_Activity_
Please copy each line of the records below that holds the word "green".

_Dataset content_
======
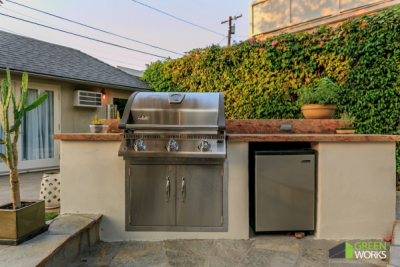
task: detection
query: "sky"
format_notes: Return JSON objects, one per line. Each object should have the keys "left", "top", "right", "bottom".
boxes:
{"left": 0, "top": 0, "right": 251, "bottom": 70}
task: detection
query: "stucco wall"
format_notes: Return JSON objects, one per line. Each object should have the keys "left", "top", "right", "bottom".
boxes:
{"left": 0, "top": 72, "right": 133, "bottom": 134}
{"left": 311, "top": 142, "right": 396, "bottom": 239}
{"left": 60, "top": 141, "right": 249, "bottom": 241}
{"left": 250, "top": 0, "right": 400, "bottom": 38}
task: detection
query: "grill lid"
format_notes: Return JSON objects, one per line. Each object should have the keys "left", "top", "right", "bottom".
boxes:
{"left": 119, "top": 92, "right": 225, "bottom": 131}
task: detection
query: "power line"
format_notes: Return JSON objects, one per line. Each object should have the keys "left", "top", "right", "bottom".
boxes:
{"left": 187, "top": 0, "right": 236, "bottom": 13}
{"left": 130, "top": 0, "right": 225, "bottom": 37}
{"left": 0, "top": 12, "right": 167, "bottom": 59}
{"left": 0, "top": 26, "right": 148, "bottom": 68}
{"left": 4, "top": 0, "right": 183, "bottom": 56}
{"left": 0, "top": 25, "right": 150, "bottom": 64}
{"left": 218, "top": 36, "right": 227, "bottom": 45}
{"left": 1, "top": 6, "right": 76, "bottom": 33}
{"left": 95, "top": 55, "right": 145, "bottom": 69}
{"left": 153, "top": 0, "right": 220, "bottom": 21}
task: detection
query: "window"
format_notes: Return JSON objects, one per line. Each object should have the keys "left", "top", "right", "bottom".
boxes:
{"left": 113, "top": 98, "right": 128, "bottom": 118}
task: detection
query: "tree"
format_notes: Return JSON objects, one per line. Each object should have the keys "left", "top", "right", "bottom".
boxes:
{"left": 1, "top": 69, "right": 48, "bottom": 209}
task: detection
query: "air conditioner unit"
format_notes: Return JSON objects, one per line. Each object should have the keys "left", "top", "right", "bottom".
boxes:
{"left": 73, "top": 90, "right": 102, "bottom": 108}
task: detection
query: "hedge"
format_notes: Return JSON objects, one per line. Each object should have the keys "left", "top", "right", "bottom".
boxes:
{"left": 142, "top": 6, "right": 400, "bottom": 172}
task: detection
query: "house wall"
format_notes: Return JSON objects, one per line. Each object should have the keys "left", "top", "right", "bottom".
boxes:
{"left": 0, "top": 72, "right": 134, "bottom": 134}
{"left": 250, "top": 0, "right": 400, "bottom": 39}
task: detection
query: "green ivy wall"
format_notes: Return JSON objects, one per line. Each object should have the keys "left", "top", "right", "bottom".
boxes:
{"left": 142, "top": 7, "right": 400, "bottom": 172}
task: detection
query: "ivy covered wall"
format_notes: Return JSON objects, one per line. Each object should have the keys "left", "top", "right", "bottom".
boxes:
{"left": 143, "top": 7, "right": 400, "bottom": 172}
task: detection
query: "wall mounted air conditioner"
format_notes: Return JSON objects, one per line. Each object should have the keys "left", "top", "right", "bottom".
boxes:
{"left": 73, "top": 90, "right": 102, "bottom": 108}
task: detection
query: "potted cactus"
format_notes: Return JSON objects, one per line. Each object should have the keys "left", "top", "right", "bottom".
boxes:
{"left": 0, "top": 69, "right": 48, "bottom": 245}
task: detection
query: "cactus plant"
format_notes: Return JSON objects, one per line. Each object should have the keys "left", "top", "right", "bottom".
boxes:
{"left": 1, "top": 69, "right": 48, "bottom": 209}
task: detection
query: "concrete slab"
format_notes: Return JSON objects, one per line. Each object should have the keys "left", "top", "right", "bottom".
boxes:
{"left": 251, "top": 237, "right": 299, "bottom": 252}
{"left": 110, "top": 241, "right": 167, "bottom": 267}
{"left": 208, "top": 239, "right": 252, "bottom": 260}
{"left": 390, "top": 246, "right": 400, "bottom": 266}
{"left": 46, "top": 214, "right": 98, "bottom": 236}
{"left": 393, "top": 221, "right": 400, "bottom": 246}
{"left": 164, "top": 240, "right": 207, "bottom": 267}
{"left": 235, "top": 249, "right": 275, "bottom": 266}
{"left": 71, "top": 242, "right": 122, "bottom": 267}
{"left": 0, "top": 213, "right": 102, "bottom": 267}
{"left": 71, "top": 236, "right": 394, "bottom": 266}
{"left": 0, "top": 234, "right": 70, "bottom": 267}
{"left": 396, "top": 192, "right": 400, "bottom": 220}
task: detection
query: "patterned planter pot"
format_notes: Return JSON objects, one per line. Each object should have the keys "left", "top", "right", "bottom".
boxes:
{"left": 39, "top": 171, "right": 61, "bottom": 209}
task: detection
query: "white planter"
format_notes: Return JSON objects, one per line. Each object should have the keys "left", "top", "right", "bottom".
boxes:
{"left": 39, "top": 171, "right": 61, "bottom": 209}
{"left": 89, "top": 125, "right": 108, "bottom": 133}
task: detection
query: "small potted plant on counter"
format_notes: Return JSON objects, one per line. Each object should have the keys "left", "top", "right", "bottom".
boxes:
{"left": 336, "top": 111, "right": 356, "bottom": 134}
{"left": 0, "top": 69, "right": 48, "bottom": 245}
{"left": 90, "top": 115, "right": 108, "bottom": 133}
{"left": 297, "top": 77, "right": 339, "bottom": 119}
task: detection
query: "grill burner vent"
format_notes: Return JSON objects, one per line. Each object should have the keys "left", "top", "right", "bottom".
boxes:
{"left": 123, "top": 134, "right": 225, "bottom": 140}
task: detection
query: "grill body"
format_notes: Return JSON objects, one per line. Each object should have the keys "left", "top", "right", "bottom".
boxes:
{"left": 118, "top": 92, "right": 227, "bottom": 232}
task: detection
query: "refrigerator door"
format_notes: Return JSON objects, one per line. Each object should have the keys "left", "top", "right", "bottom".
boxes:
{"left": 255, "top": 154, "right": 315, "bottom": 231}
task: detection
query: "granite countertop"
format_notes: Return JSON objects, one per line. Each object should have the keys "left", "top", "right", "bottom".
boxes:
{"left": 53, "top": 133, "right": 400, "bottom": 142}
{"left": 226, "top": 133, "right": 400, "bottom": 142}
{"left": 54, "top": 133, "right": 122, "bottom": 141}
{"left": 54, "top": 120, "right": 400, "bottom": 142}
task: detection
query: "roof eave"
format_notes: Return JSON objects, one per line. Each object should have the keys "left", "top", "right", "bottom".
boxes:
{"left": 0, "top": 68, "right": 154, "bottom": 92}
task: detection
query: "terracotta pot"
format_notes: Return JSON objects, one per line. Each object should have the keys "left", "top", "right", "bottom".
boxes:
{"left": 336, "top": 127, "right": 356, "bottom": 134}
{"left": 301, "top": 104, "right": 337, "bottom": 119}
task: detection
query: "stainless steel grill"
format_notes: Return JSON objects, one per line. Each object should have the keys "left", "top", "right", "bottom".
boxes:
{"left": 118, "top": 92, "right": 227, "bottom": 232}
{"left": 118, "top": 92, "right": 226, "bottom": 158}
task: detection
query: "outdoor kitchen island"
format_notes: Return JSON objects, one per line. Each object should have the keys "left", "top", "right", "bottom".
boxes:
{"left": 54, "top": 119, "right": 400, "bottom": 242}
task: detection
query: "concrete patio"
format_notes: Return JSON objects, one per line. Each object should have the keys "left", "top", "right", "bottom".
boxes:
{"left": 0, "top": 174, "right": 399, "bottom": 266}
{"left": 0, "top": 171, "right": 45, "bottom": 205}
{"left": 70, "top": 236, "right": 391, "bottom": 267}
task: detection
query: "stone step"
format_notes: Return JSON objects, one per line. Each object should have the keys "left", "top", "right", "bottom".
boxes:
{"left": 0, "top": 213, "right": 102, "bottom": 267}
{"left": 391, "top": 219, "right": 400, "bottom": 266}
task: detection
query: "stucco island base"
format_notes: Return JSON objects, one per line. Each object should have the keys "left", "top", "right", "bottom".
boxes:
{"left": 311, "top": 142, "right": 396, "bottom": 239}
{"left": 60, "top": 141, "right": 249, "bottom": 242}
{"left": 60, "top": 140, "right": 395, "bottom": 241}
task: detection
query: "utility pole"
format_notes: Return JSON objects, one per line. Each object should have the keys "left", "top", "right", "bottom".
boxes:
{"left": 221, "top": 14, "right": 242, "bottom": 46}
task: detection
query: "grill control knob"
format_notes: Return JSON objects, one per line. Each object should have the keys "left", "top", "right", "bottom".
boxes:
{"left": 198, "top": 139, "right": 212, "bottom": 152}
{"left": 165, "top": 139, "right": 178, "bottom": 152}
{"left": 133, "top": 139, "right": 146, "bottom": 151}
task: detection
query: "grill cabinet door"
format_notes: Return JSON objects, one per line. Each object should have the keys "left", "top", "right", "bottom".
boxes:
{"left": 176, "top": 165, "right": 223, "bottom": 227}
{"left": 129, "top": 165, "right": 176, "bottom": 226}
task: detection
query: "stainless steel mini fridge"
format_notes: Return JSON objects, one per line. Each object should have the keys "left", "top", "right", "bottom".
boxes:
{"left": 254, "top": 150, "right": 315, "bottom": 232}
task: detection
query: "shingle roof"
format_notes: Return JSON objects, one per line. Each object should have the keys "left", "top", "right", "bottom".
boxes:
{"left": 0, "top": 30, "right": 151, "bottom": 90}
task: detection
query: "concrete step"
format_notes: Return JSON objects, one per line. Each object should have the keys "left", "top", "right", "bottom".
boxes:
{"left": 391, "top": 220, "right": 400, "bottom": 266}
{"left": 0, "top": 213, "right": 102, "bottom": 267}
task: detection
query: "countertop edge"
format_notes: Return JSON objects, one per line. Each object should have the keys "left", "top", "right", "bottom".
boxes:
{"left": 227, "top": 134, "right": 400, "bottom": 142}
{"left": 54, "top": 133, "right": 122, "bottom": 141}
{"left": 54, "top": 133, "right": 400, "bottom": 142}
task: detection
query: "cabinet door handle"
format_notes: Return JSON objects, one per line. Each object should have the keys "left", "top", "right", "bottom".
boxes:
{"left": 166, "top": 177, "right": 170, "bottom": 202}
{"left": 181, "top": 177, "right": 186, "bottom": 202}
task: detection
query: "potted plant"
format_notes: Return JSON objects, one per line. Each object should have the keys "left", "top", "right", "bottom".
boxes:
{"left": 89, "top": 115, "right": 108, "bottom": 133}
{"left": 297, "top": 77, "right": 339, "bottom": 119}
{"left": 336, "top": 111, "right": 356, "bottom": 134}
{"left": 0, "top": 69, "right": 48, "bottom": 245}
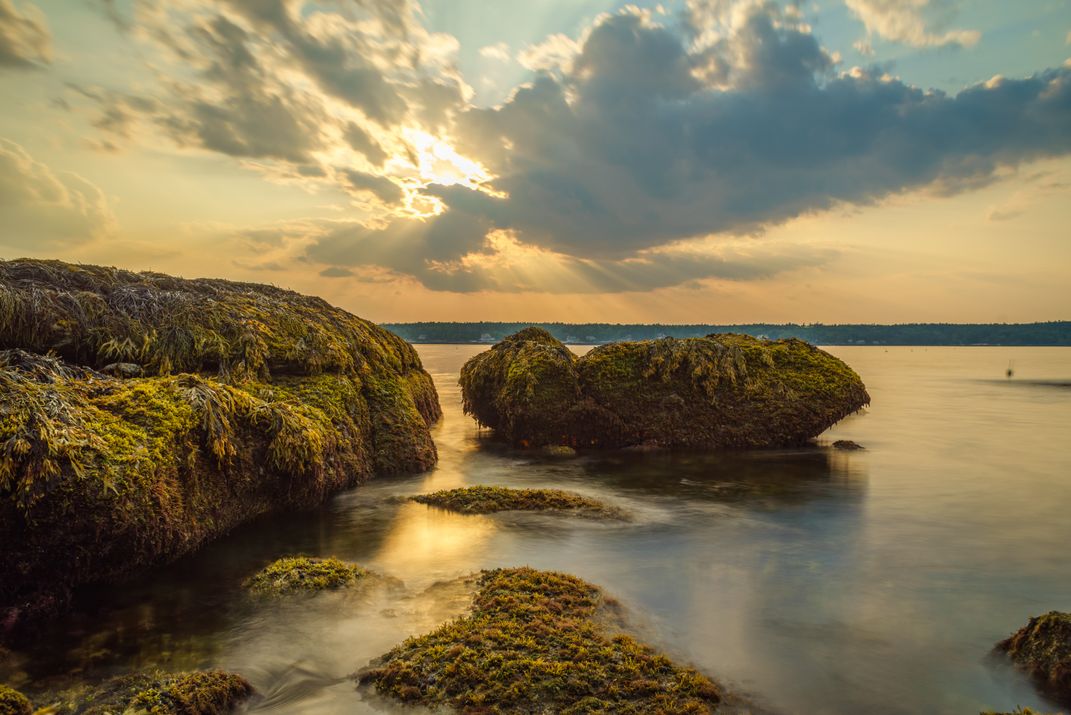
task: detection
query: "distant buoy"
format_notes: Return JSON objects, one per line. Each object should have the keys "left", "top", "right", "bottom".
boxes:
{"left": 1006, "top": 361, "right": 1014, "bottom": 379}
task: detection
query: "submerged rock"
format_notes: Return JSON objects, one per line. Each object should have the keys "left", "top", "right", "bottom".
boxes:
{"left": 244, "top": 556, "right": 368, "bottom": 596}
{"left": 460, "top": 328, "right": 870, "bottom": 450}
{"left": 996, "top": 611, "right": 1071, "bottom": 701}
{"left": 359, "top": 567, "right": 721, "bottom": 713}
{"left": 32, "top": 669, "right": 252, "bottom": 714}
{"left": 832, "top": 439, "right": 865, "bottom": 450}
{"left": 0, "top": 259, "right": 441, "bottom": 638}
{"left": 411, "top": 485, "right": 623, "bottom": 518}
{"left": 0, "top": 685, "right": 31, "bottom": 715}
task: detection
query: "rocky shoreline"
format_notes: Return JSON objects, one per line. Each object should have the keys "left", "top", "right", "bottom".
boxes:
{"left": 0, "top": 259, "right": 441, "bottom": 639}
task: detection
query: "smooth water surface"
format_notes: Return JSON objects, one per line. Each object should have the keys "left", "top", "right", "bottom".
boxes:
{"left": 4, "top": 346, "right": 1070, "bottom": 714}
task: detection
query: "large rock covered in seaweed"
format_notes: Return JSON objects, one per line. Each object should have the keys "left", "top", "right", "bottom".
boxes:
{"left": 459, "top": 328, "right": 869, "bottom": 449}
{"left": 459, "top": 327, "right": 580, "bottom": 446}
{"left": 0, "top": 259, "right": 440, "bottom": 637}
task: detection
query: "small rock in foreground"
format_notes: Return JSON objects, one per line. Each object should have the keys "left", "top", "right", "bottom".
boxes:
{"left": 995, "top": 611, "right": 1071, "bottom": 702}
{"left": 244, "top": 556, "right": 367, "bottom": 596}
{"left": 359, "top": 567, "right": 721, "bottom": 713}
{"left": 412, "top": 486, "right": 623, "bottom": 518}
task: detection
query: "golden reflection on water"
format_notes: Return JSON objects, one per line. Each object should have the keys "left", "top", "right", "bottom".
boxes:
{"left": 370, "top": 502, "right": 497, "bottom": 579}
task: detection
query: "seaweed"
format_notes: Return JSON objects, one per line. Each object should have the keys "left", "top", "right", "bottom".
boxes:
{"left": 244, "top": 556, "right": 367, "bottom": 596}
{"left": 459, "top": 328, "right": 870, "bottom": 450}
{"left": 31, "top": 669, "right": 252, "bottom": 714}
{"left": 411, "top": 486, "right": 623, "bottom": 518}
{"left": 996, "top": 611, "right": 1071, "bottom": 702}
{"left": 360, "top": 567, "right": 721, "bottom": 713}
{"left": 0, "top": 259, "right": 441, "bottom": 637}
{"left": 0, "top": 685, "right": 31, "bottom": 715}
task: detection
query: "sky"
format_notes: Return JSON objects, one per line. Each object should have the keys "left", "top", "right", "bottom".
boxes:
{"left": 0, "top": 0, "right": 1069, "bottom": 324}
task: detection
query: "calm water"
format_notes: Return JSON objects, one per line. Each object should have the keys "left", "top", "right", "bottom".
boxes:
{"left": 4, "top": 346, "right": 1070, "bottom": 714}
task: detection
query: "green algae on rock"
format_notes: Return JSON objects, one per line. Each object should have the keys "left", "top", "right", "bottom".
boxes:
{"left": 412, "top": 485, "right": 623, "bottom": 518}
{"left": 244, "top": 556, "right": 367, "bottom": 596}
{"left": 996, "top": 611, "right": 1071, "bottom": 701}
{"left": 33, "top": 669, "right": 252, "bottom": 714}
{"left": 0, "top": 684, "right": 31, "bottom": 715}
{"left": 360, "top": 567, "right": 721, "bottom": 713}
{"left": 460, "top": 328, "right": 870, "bottom": 449}
{"left": 0, "top": 259, "right": 440, "bottom": 638}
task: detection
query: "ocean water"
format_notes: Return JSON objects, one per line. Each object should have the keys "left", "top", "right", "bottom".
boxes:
{"left": 4, "top": 345, "right": 1070, "bottom": 714}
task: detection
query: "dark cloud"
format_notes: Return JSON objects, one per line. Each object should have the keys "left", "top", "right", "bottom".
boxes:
{"left": 307, "top": 2, "right": 1071, "bottom": 289}
{"left": 319, "top": 266, "right": 354, "bottom": 278}
{"left": 343, "top": 121, "right": 388, "bottom": 166}
{"left": 0, "top": 0, "right": 51, "bottom": 69}
{"left": 339, "top": 168, "right": 404, "bottom": 204}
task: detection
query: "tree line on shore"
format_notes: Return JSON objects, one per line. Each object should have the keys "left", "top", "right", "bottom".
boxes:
{"left": 384, "top": 321, "right": 1071, "bottom": 346}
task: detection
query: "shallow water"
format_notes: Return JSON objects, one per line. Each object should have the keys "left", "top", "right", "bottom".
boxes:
{"left": 4, "top": 345, "right": 1071, "bottom": 714}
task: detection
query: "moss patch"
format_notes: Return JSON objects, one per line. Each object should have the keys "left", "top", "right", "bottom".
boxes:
{"left": 0, "top": 259, "right": 440, "bottom": 638}
{"left": 29, "top": 670, "right": 251, "bottom": 715}
{"left": 460, "top": 329, "right": 870, "bottom": 450}
{"left": 244, "top": 556, "right": 367, "bottom": 596}
{"left": 360, "top": 567, "right": 721, "bottom": 713}
{"left": 412, "top": 486, "right": 622, "bottom": 519}
{"left": 0, "top": 685, "right": 31, "bottom": 715}
{"left": 996, "top": 611, "right": 1071, "bottom": 701}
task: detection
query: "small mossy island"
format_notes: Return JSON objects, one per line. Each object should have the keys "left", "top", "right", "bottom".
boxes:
{"left": 360, "top": 567, "right": 721, "bottom": 713}
{"left": 460, "top": 327, "right": 870, "bottom": 449}
{"left": 30, "top": 669, "right": 252, "bottom": 714}
{"left": 996, "top": 611, "right": 1071, "bottom": 702}
{"left": 0, "top": 259, "right": 441, "bottom": 636}
{"left": 412, "top": 485, "right": 623, "bottom": 518}
{"left": 0, "top": 684, "right": 31, "bottom": 715}
{"left": 244, "top": 556, "right": 367, "bottom": 596}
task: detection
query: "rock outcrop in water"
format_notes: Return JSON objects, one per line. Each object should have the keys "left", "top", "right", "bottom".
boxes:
{"left": 360, "top": 567, "right": 721, "bottom": 713}
{"left": 996, "top": 611, "right": 1071, "bottom": 701}
{"left": 460, "top": 327, "right": 869, "bottom": 449}
{"left": 412, "top": 485, "right": 624, "bottom": 518}
{"left": 0, "top": 259, "right": 440, "bottom": 638}
{"left": 244, "top": 556, "right": 369, "bottom": 596}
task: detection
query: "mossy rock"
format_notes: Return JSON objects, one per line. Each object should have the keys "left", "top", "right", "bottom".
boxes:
{"left": 411, "top": 486, "right": 623, "bottom": 518}
{"left": 0, "top": 259, "right": 441, "bottom": 638}
{"left": 244, "top": 556, "right": 367, "bottom": 596}
{"left": 33, "top": 669, "right": 252, "bottom": 714}
{"left": 0, "top": 685, "right": 31, "bottom": 715}
{"left": 459, "top": 327, "right": 581, "bottom": 447}
{"left": 360, "top": 567, "right": 721, "bottom": 713}
{"left": 996, "top": 611, "right": 1071, "bottom": 701}
{"left": 460, "top": 329, "right": 870, "bottom": 449}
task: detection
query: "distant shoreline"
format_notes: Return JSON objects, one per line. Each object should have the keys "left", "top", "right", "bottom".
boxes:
{"left": 384, "top": 321, "right": 1071, "bottom": 347}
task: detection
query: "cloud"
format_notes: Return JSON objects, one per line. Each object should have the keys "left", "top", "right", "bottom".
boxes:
{"left": 0, "top": 0, "right": 51, "bottom": 68}
{"left": 0, "top": 139, "right": 116, "bottom": 249}
{"left": 339, "top": 168, "right": 404, "bottom": 204}
{"left": 844, "top": 0, "right": 980, "bottom": 48}
{"left": 479, "top": 42, "right": 511, "bottom": 62}
{"left": 518, "top": 33, "right": 580, "bottom": 72}
{"left": 303, "top": 219, "right": 833, "bottom": 293}
{"left": 298, "top": 3, "right": 1071, "bottom": 292}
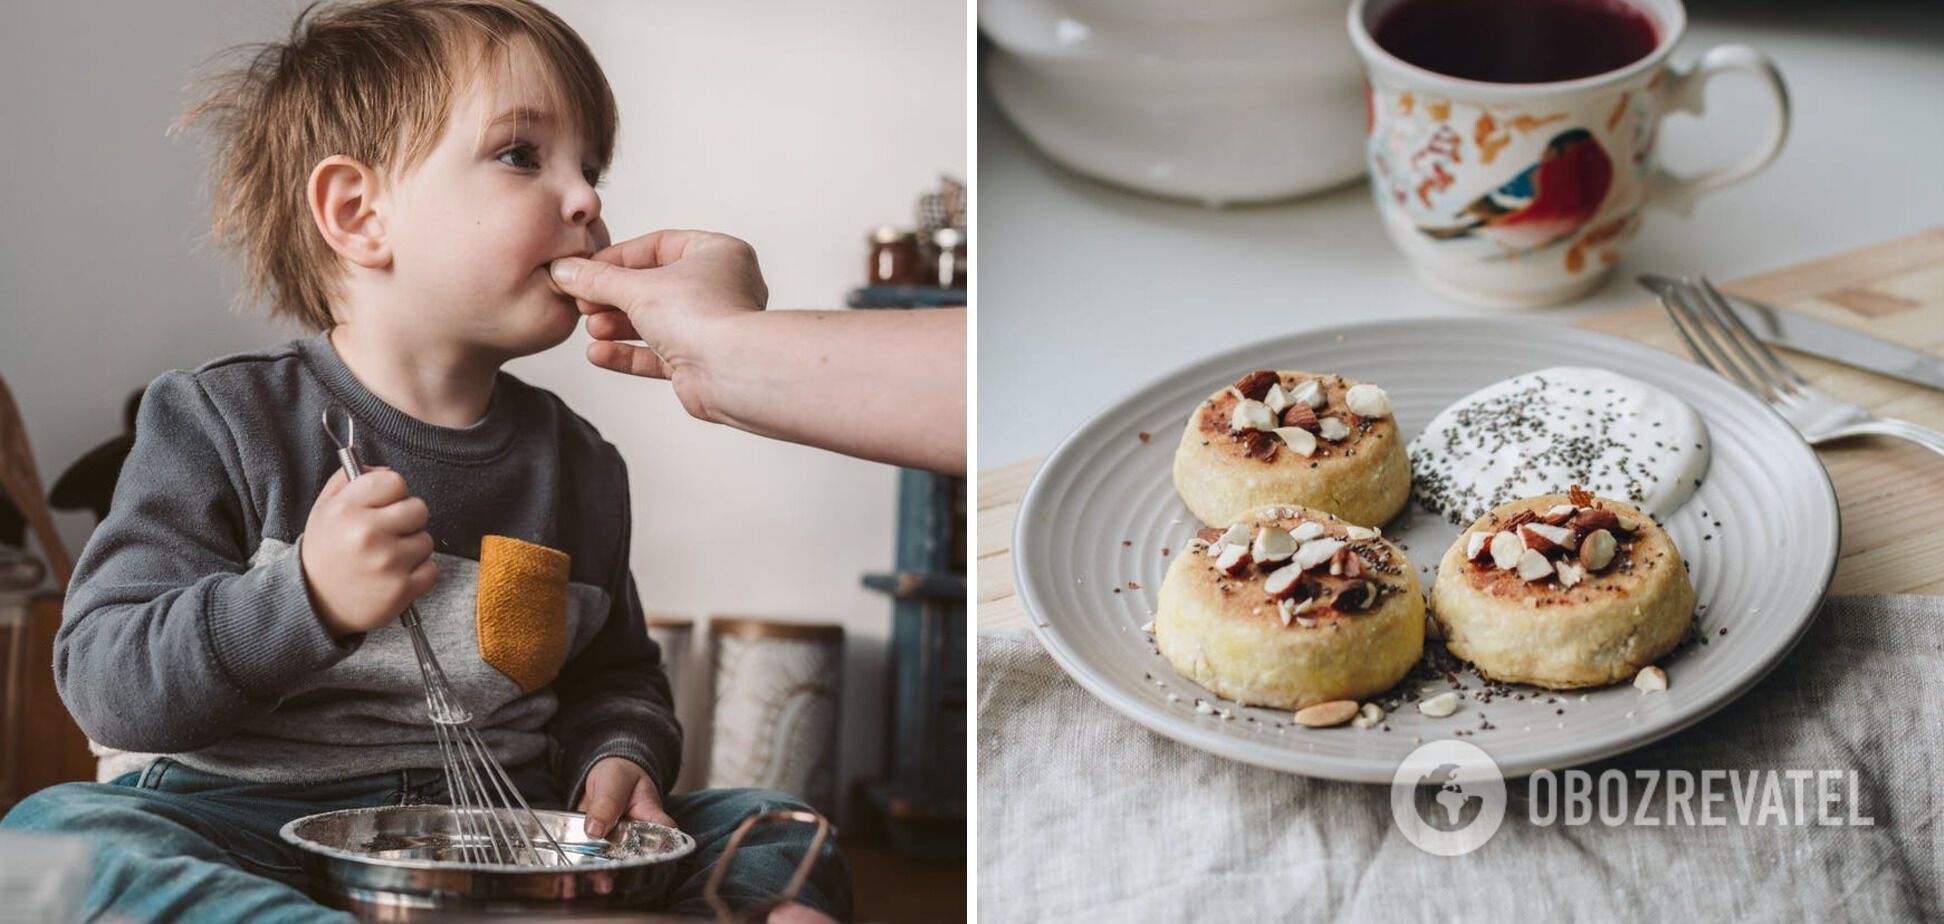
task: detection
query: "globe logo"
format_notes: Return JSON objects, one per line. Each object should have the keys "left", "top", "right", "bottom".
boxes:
{"left": 1416, "top": 762, "right": 1485, "bottom": 831}
{"left": 1390, "top": 740, "right": 1506, "bottom": 855}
======
_Solution to the exercise_
query: "green ivy wall"
query: "green algae on rock"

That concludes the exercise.